CHALLENGE
Reproduce each of the following items verbatim, preserving every word and every line break.
━━━━━ RECORDS
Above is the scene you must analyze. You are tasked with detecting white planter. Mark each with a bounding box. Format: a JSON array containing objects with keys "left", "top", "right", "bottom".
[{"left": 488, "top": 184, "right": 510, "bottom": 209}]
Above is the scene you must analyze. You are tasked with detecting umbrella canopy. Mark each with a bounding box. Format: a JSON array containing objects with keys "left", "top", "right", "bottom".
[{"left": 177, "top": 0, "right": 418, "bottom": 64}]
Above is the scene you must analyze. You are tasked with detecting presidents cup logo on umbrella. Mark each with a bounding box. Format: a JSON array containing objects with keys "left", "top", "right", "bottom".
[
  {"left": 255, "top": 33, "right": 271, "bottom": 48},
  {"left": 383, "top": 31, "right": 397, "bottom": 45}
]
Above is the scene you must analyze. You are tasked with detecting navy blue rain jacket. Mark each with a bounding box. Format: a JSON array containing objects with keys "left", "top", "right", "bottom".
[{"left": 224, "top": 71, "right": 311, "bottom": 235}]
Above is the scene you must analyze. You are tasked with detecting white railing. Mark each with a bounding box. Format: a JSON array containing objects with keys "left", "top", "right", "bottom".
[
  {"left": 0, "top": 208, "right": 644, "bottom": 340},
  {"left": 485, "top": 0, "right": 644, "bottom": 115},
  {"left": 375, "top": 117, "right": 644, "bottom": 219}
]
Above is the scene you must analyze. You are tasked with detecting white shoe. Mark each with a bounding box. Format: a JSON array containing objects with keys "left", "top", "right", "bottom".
━━━━━━━━━━
RESULT
Above is the scene you must analyze. You are tasked with detecting white planter. Mark each with a bounding box. Format: a JSON array containing objects with keys "left", "top", "right", "bottom".
[{"left": 488, "top": 184, "right": 510, "bottom": 209}]
Above is the scene you must analyze. You are tasked with detecting umbrella canopy. Mark each with a bounding box. Format: a JSON array containing objects with keys "left", "top", "right", "bottom".
[{"left": 177, "top": 0, "right": 418, "bottom": 64}]
Above is the scene you must analyze. You are tasked with detecting presidents cup logo on umbrella. Mark each with a bounding box. Format: a JSON array containing objects with keys "left", "top", "right", "bottom".
[
  {"left": 255, "top": 33, "right": 271, "bottom": 48},
  {"left": 383, "top": 31, "right": 397, "bottom": 45}
]
Above is the scene you must analyze. You are tasked with detecting navy blue rain jacket. Mark each with a bounding box. Format: a JSON array containing objects with keys "left", "top", "right", "bottom".
[{"left": 224, "top": 71, "right": 311, "bottom": 235}]
Above is the scene you must analyze. You are tasked with detecting white railing. Mark each with a bounding box. Format: a JSON array containing objects with keys "left", "top", "right", "bottom".
[
  {"left": 0, "top": 208, "right": 644, "bottom": 340},
  {"left": 485, "top": 0, "right": 644, "bottom": 115},
  {"left": 375, "top": 117, "right": 644, "bottom": 219}
]
Above is the scene you must analyze. You are tasked with detecting white shoe. Mark each with a bounding box. Format: a JSON array containing objects with keys "left", "top", "right", "bottom".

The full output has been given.